Exercise directions
Rewrite the data starting at the line that contains "Please put a point on the white ceramic" and ending at the line that contains "(444, 1003)", renaming "gold rim on glass" to "gold band on glass" and leaving everything else unchanged.

*****

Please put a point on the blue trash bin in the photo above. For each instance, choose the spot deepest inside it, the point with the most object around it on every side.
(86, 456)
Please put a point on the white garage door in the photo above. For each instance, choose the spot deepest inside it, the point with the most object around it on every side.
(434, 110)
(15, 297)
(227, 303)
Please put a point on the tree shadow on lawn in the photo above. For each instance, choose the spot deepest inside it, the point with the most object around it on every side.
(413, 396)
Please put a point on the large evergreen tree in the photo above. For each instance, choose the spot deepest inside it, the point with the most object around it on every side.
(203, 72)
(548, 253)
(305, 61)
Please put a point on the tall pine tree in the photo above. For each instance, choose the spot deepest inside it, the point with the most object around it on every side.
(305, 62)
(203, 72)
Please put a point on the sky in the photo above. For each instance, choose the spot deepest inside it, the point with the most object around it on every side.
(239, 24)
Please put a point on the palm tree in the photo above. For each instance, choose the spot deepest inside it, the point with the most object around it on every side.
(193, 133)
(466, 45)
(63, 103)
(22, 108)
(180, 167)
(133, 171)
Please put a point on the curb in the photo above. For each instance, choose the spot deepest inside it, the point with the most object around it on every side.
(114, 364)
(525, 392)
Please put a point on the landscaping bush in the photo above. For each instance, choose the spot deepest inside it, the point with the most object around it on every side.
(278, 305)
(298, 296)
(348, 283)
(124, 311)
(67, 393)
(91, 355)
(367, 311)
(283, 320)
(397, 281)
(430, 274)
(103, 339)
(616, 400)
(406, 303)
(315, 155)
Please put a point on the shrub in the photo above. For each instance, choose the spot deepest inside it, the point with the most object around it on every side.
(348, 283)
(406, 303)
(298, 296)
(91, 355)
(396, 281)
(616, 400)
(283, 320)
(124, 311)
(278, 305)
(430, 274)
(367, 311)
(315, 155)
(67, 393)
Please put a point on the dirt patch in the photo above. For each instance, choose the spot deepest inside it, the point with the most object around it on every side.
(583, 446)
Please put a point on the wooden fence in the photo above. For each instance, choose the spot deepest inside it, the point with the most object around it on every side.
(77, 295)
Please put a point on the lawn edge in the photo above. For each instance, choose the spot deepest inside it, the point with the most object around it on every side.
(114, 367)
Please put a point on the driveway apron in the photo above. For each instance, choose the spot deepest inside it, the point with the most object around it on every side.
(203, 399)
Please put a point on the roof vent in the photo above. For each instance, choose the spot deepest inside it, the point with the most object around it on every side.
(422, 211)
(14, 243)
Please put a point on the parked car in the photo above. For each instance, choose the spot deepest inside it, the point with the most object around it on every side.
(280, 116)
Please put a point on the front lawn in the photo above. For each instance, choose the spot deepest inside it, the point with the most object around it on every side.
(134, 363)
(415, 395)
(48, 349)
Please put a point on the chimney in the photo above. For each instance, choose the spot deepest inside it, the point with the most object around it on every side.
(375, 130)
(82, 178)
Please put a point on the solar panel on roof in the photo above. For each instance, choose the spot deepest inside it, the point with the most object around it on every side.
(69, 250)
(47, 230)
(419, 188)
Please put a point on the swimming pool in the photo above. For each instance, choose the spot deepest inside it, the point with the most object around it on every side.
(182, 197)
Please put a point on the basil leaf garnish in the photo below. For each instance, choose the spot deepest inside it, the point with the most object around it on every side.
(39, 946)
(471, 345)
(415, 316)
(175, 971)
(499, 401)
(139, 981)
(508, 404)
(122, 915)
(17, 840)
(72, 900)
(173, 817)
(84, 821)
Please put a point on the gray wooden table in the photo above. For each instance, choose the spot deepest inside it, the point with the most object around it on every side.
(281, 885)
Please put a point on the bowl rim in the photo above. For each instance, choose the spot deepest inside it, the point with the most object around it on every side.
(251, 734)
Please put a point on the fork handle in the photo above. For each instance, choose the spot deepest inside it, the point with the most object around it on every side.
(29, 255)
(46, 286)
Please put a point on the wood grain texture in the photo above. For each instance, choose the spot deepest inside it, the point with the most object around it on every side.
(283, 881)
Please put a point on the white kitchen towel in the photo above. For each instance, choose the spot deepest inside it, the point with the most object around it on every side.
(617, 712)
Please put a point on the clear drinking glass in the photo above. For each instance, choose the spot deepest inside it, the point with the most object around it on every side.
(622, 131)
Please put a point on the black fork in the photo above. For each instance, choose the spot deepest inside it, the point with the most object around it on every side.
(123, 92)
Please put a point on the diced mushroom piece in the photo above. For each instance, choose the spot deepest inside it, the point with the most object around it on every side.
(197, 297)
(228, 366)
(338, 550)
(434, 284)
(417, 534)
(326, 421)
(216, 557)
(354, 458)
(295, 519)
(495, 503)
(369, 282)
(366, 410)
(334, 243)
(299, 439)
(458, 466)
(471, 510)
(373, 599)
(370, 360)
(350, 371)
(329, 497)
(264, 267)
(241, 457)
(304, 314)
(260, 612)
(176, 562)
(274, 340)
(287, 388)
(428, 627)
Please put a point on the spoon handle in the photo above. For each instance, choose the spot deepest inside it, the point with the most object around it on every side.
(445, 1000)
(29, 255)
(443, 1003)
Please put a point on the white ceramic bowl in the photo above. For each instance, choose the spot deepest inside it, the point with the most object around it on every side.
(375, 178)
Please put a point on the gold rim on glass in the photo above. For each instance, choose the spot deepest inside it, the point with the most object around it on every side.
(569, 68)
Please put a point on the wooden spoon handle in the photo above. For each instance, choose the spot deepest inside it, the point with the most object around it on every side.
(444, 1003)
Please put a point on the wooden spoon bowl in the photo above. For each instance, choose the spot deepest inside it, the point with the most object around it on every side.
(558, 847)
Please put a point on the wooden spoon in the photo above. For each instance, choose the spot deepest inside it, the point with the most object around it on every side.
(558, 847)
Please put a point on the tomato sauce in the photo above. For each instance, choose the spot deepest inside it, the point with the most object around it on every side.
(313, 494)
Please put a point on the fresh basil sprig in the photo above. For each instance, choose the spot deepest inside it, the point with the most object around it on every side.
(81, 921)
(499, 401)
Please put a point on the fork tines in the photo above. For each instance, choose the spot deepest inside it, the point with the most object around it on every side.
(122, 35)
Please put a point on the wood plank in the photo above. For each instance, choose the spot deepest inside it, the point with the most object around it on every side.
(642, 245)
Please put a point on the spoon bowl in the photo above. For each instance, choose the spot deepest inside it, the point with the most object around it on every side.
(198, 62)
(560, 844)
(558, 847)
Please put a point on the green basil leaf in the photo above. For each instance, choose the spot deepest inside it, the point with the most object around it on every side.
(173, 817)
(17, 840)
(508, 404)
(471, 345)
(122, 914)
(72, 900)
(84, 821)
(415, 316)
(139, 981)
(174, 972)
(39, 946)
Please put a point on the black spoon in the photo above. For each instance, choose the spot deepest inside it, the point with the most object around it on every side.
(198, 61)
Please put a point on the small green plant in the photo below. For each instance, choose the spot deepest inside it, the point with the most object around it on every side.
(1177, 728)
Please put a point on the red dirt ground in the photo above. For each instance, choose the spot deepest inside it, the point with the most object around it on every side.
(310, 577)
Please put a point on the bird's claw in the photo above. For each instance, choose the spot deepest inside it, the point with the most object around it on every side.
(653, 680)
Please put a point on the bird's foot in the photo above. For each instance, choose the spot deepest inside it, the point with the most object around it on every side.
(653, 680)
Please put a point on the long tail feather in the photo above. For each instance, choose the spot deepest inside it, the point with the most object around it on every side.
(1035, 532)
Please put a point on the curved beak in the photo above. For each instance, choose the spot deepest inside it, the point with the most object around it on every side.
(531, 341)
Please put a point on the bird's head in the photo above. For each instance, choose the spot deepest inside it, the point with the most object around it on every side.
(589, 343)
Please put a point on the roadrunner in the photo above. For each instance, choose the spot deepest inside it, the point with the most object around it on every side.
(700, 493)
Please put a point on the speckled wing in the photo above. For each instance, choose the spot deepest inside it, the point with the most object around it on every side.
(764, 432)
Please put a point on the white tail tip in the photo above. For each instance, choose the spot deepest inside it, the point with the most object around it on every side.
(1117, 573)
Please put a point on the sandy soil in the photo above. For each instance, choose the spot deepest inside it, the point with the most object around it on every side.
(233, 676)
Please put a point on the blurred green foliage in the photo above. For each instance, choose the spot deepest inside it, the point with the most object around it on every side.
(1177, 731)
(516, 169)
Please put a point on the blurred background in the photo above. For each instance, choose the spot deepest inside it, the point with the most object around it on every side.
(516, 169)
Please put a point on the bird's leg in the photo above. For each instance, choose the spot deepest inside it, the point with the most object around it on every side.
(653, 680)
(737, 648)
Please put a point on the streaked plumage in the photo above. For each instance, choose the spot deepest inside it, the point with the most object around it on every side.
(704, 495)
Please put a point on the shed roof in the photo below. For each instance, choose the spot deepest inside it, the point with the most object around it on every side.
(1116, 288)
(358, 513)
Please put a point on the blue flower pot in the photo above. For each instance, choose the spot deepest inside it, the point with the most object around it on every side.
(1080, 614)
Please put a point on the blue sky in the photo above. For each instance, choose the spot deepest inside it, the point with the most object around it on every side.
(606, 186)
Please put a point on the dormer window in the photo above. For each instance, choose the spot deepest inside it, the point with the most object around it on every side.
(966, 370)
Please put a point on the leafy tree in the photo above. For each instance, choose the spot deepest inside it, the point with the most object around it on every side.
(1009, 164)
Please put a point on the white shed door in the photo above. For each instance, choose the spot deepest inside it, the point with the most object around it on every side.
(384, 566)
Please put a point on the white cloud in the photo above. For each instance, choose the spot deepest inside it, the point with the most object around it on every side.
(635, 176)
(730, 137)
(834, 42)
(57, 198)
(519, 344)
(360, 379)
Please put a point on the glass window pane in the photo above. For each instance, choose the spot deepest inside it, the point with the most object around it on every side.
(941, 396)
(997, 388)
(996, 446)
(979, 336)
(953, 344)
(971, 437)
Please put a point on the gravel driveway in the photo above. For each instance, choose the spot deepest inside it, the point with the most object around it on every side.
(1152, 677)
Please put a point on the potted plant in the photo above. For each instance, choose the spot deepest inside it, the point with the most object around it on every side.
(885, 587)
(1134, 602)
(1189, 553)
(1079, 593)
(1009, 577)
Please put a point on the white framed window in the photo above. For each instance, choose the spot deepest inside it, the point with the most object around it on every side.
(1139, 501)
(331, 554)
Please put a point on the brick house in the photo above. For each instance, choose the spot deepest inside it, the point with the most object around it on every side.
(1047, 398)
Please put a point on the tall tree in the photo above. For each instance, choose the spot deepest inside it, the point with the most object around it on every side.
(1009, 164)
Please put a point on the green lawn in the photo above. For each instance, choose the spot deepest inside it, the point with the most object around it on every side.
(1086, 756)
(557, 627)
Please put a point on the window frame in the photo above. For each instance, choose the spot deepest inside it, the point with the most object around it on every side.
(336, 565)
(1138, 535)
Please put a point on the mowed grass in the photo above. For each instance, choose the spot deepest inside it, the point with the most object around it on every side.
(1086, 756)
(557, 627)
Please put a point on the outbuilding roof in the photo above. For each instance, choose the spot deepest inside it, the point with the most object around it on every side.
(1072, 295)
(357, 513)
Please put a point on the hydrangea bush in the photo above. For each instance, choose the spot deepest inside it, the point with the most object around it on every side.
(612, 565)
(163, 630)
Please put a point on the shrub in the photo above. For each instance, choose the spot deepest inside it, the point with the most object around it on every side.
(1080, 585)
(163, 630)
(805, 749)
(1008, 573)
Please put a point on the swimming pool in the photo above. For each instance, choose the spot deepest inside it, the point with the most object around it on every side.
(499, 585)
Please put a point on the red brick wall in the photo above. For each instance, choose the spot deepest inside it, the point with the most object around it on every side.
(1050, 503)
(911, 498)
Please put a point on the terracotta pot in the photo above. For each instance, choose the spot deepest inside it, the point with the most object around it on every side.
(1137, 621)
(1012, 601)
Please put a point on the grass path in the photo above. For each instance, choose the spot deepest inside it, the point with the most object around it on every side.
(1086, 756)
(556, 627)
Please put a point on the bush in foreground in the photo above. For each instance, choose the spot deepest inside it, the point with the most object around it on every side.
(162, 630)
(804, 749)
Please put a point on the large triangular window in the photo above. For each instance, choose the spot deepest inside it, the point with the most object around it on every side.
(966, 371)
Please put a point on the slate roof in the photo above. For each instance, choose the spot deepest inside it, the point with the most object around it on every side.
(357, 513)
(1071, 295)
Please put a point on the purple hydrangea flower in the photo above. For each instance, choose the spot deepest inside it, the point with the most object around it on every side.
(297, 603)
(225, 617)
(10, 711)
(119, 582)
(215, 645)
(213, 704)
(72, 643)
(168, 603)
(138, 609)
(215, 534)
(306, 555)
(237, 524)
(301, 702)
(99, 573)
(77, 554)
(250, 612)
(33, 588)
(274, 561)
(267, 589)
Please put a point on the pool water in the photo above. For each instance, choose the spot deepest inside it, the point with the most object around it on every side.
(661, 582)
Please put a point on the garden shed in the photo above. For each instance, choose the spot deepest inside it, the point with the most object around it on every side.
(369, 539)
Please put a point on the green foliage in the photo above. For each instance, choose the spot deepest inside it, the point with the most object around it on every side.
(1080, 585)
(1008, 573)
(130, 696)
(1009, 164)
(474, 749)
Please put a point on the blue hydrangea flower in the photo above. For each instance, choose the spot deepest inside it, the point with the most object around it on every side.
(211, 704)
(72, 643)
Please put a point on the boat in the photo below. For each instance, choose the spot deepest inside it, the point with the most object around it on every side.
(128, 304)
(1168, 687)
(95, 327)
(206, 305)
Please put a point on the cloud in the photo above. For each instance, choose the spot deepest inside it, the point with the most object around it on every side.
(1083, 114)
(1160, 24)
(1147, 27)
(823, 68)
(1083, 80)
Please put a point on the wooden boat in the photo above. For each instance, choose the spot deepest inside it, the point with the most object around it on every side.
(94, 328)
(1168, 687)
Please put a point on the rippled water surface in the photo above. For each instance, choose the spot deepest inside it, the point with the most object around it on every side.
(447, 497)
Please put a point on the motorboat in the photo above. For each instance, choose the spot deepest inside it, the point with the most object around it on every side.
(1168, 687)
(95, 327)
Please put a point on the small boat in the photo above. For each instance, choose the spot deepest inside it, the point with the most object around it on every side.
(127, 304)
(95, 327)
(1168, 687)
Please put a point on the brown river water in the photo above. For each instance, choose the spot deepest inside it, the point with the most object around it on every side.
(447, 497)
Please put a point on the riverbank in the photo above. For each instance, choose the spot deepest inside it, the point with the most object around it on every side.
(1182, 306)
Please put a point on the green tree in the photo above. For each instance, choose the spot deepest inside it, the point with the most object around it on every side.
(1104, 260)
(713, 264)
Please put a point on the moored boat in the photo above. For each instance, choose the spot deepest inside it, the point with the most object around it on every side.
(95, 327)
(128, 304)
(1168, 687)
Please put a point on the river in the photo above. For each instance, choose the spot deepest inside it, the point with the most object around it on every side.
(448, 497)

*****

Answer to the problem
Please put a point on the white ceramic bowl in the photo above. For each instance, choose the spot deepest inside it, the point with the most object around it on every side.
(375, 178)
Please put a point on the gold band on glass in the photo above. For each instance, choose the spot deepest inside it, the point with the most object around it on every side.
(569, 68)
Please put a point on the wooden spoon handle in the photo above. For each instance, choose the spot deepest inside it, the point with the most object around it on every side.
(444, 1003)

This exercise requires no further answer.